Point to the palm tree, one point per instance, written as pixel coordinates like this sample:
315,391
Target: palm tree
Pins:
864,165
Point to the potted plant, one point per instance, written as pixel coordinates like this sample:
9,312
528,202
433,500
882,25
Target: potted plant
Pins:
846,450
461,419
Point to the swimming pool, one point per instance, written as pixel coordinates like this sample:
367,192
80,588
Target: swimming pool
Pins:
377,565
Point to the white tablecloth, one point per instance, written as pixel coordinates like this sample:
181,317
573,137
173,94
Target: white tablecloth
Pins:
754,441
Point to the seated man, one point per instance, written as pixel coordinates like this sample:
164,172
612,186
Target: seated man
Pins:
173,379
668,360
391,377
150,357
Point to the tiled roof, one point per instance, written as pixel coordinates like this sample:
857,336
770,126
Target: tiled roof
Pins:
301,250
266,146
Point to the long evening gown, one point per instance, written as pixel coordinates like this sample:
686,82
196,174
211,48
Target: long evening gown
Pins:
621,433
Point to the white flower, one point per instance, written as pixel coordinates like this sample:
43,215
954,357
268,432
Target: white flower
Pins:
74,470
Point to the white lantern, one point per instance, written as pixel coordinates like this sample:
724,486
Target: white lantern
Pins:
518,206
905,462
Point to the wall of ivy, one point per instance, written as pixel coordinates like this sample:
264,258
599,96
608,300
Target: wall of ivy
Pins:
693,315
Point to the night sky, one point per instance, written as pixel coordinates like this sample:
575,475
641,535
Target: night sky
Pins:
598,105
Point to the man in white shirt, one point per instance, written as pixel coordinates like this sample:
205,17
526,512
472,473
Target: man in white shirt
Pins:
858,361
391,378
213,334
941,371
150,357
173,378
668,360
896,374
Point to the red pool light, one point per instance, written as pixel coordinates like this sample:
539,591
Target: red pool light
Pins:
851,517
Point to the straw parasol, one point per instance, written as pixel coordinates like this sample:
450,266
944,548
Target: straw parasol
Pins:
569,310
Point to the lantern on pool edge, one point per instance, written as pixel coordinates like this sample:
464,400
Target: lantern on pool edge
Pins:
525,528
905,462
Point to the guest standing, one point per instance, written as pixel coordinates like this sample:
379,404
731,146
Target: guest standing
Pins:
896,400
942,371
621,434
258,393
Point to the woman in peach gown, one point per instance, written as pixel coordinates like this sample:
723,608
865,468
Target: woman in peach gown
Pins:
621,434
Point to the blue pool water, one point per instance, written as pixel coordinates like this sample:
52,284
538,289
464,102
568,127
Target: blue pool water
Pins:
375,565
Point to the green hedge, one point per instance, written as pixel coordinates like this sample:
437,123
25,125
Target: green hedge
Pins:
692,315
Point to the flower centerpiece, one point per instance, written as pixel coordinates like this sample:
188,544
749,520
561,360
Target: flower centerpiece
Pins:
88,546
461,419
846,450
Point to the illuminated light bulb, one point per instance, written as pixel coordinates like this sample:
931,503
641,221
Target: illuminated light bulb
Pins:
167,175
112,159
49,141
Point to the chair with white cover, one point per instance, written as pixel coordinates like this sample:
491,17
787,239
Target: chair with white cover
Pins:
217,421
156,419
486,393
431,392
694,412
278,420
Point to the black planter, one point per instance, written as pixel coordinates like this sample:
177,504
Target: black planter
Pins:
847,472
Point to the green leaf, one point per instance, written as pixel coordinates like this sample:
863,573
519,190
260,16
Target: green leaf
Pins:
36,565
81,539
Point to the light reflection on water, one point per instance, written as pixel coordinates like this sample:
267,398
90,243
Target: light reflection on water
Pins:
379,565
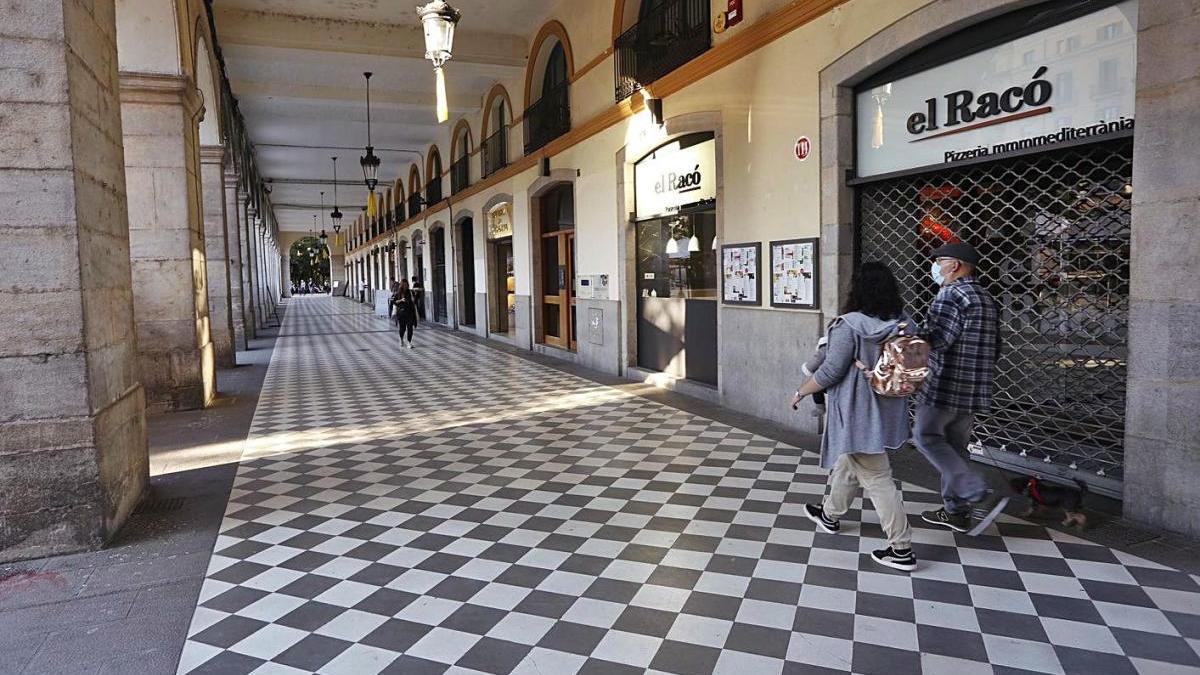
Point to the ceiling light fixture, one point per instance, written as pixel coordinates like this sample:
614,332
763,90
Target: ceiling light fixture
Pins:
439,21
370,161
335,216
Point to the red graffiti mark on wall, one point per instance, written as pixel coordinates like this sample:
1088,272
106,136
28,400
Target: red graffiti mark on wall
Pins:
24,580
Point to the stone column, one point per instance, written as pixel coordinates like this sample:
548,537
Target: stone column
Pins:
247,266
233,225
216,251
160,115
286,274
1162,484
72,412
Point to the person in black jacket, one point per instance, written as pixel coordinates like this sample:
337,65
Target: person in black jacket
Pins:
405,305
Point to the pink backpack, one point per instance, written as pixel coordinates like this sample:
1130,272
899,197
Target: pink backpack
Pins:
901,368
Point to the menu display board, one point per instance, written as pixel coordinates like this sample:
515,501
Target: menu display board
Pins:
793,274
741,282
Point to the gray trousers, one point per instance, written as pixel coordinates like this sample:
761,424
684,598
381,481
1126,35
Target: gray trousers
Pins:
942,436
873,472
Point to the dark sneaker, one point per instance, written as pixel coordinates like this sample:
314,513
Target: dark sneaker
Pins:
957,521
816,514
895,559
985,511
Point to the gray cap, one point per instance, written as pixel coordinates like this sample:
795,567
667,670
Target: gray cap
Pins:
960,251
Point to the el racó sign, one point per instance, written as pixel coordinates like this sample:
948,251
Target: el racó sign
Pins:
673,177
1063,83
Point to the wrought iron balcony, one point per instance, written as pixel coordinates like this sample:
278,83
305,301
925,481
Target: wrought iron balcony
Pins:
667,36
460,174
549,118
495,151
433,191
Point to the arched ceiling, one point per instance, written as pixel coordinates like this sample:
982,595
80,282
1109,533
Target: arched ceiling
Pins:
295,67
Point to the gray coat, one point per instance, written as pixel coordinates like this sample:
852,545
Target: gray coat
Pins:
858,419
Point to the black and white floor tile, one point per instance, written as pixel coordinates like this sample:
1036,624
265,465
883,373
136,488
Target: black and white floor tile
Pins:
459,509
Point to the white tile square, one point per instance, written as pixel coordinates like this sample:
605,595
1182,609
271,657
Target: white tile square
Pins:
352,626
627,647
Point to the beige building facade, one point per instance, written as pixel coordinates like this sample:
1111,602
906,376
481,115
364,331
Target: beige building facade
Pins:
540,243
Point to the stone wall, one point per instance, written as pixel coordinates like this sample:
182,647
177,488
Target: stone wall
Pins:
160,115
1163,419
72,428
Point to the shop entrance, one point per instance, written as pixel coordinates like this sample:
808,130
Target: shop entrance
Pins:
677,296
1054,233
467,264
557,267
502,288
437,242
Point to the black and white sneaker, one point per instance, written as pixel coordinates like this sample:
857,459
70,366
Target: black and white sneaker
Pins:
957,521
895,559
985,511
816,514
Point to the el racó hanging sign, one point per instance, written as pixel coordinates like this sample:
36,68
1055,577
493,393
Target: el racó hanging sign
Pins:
675,175
1066,83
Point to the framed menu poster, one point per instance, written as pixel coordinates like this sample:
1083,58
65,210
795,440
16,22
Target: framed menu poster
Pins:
741,282
793,274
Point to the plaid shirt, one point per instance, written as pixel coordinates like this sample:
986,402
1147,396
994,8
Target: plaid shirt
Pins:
963,328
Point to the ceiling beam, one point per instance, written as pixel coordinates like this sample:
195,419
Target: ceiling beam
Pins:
400,40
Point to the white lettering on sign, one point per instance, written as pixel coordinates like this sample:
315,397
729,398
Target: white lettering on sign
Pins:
672,178
1069,82
803,147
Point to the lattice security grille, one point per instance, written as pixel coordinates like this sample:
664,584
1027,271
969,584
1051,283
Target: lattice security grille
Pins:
1054,233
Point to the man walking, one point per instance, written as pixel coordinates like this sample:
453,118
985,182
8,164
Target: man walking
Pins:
963,329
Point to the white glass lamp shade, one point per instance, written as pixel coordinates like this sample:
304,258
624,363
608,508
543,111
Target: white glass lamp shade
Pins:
439,19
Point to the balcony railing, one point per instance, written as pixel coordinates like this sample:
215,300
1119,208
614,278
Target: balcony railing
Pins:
671,34
495,151
460,174
549,118
433,191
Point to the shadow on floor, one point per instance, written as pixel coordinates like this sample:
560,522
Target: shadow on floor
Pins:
126,608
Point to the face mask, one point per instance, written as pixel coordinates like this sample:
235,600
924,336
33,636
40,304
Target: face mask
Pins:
935,270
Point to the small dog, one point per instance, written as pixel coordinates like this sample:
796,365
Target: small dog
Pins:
1047,496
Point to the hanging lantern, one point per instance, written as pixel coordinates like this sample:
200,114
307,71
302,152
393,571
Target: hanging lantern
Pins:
439,21
370,162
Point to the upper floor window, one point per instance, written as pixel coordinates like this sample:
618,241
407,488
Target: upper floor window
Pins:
550,115
667,35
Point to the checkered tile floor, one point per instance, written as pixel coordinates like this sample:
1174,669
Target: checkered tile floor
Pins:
459,509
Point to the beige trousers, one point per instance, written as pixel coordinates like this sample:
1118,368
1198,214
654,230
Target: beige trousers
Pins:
874,473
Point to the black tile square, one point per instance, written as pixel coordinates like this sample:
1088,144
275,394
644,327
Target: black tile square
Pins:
947,641
229,631
875,659
683,658
1011,625
541,603
312,652
574,638
396,634
825,622
646,621
759,639
493,656
886,607
474,619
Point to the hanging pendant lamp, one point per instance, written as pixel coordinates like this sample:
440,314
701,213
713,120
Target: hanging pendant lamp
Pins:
370,162
439,21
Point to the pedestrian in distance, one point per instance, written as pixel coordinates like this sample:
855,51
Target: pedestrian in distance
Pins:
963,329
861,425
406,312
419,297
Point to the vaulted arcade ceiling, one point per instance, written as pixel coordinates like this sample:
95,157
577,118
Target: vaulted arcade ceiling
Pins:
297,70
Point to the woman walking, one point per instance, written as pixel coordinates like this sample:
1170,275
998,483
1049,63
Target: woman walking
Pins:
406,311
861,425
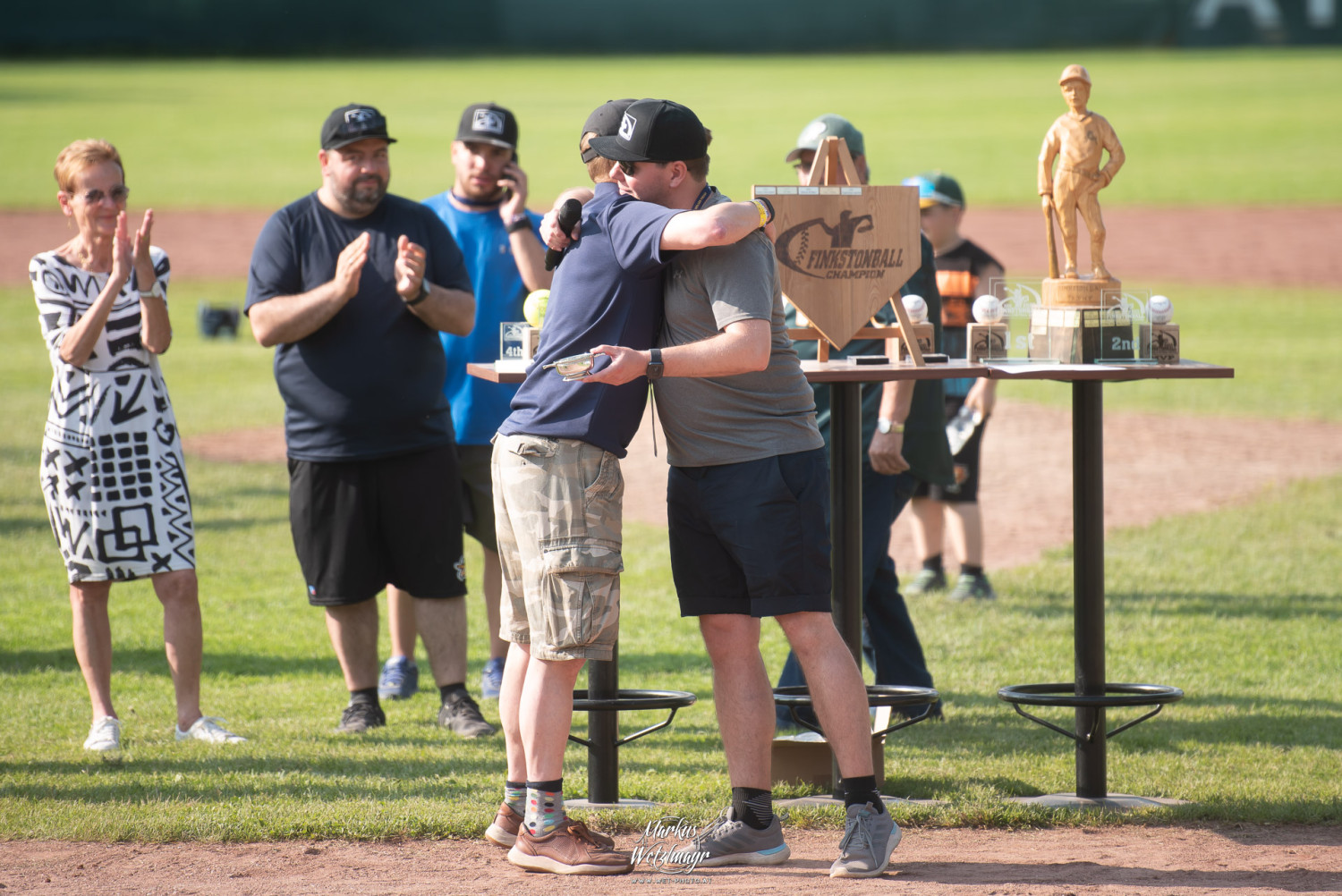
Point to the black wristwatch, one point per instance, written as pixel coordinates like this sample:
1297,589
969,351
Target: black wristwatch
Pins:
655,368
411,303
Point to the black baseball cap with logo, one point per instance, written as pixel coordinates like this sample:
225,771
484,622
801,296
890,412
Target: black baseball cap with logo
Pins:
604,121
655,131
488,123
352,123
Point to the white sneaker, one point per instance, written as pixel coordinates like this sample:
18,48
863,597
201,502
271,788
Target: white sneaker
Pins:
207,729
104,735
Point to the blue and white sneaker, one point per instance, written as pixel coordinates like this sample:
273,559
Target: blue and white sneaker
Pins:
399,679
491,679
729,841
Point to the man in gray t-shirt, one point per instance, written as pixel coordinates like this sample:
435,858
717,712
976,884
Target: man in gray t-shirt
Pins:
748,506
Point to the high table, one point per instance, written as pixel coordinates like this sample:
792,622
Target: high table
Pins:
1091,694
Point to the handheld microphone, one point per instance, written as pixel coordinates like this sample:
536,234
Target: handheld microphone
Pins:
568,216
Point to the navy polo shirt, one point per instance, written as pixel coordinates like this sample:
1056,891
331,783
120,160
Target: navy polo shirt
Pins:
369,381
608,290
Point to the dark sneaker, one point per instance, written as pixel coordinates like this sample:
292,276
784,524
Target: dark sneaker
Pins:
972,587
729,841
462,715
867,841
504,829
399,679
361,716
491,679
569,850
926,581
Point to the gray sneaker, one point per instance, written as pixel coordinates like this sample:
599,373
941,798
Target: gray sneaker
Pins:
461,715
926,581
867,841
972,587
729,841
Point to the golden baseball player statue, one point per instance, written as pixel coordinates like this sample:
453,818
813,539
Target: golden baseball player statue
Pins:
1078,139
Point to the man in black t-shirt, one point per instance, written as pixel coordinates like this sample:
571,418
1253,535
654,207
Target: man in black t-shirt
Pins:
352,287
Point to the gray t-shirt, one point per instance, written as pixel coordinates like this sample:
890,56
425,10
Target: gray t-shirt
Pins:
749,416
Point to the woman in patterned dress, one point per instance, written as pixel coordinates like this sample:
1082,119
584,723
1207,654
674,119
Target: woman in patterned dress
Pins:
112,469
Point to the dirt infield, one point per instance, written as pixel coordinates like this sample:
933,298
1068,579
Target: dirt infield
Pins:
1146,247
1106,861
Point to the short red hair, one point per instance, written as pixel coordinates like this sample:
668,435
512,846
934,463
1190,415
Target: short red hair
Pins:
81,155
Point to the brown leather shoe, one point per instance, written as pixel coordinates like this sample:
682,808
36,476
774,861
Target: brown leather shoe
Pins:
502,831
569,850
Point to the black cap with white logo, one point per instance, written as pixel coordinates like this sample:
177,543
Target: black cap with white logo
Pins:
352,123
655,131
488,123
604,121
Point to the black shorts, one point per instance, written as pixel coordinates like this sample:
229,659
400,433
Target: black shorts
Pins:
965,491
362,525
478,494
752,538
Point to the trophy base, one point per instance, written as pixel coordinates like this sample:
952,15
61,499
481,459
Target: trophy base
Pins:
1081,292
925,333
1097,334
1159,341
987,342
————————
WHAT IS REQUIRED: Search the listing above for "with" and copy every line that holds it.

SOLUTION TO THE EXERCISE:
Point to the chair with white cover, one point per instance, written as pixel coordinates like this sample:
Target: chair with white cover
Point to the black baseball cap with logo, one point per instance, written as pixel coordinates like this sample:
Target: black baseball cap with logo
Point to the black cap with white logo, one point per instance, written as pixel coordinates like this sample:
Target: black cap with white logo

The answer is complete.